[Records for the task]:

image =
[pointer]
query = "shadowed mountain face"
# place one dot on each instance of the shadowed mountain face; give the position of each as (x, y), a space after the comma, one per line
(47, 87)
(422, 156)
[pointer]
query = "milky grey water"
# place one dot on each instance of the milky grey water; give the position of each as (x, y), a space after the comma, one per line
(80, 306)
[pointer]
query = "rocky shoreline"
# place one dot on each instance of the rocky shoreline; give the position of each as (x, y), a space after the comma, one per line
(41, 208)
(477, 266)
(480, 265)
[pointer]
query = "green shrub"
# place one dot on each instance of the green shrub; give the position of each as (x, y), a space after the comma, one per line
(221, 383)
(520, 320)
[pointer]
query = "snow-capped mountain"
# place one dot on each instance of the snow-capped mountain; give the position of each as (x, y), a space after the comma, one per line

[Task item]: Output each line of the listing above that has "capped".

[Worked solution]:
query = "snow-capped mountain"
# place one dot on each instance of the snow-capped mountain; give the position of each as (x, y), a space after the comma, one per line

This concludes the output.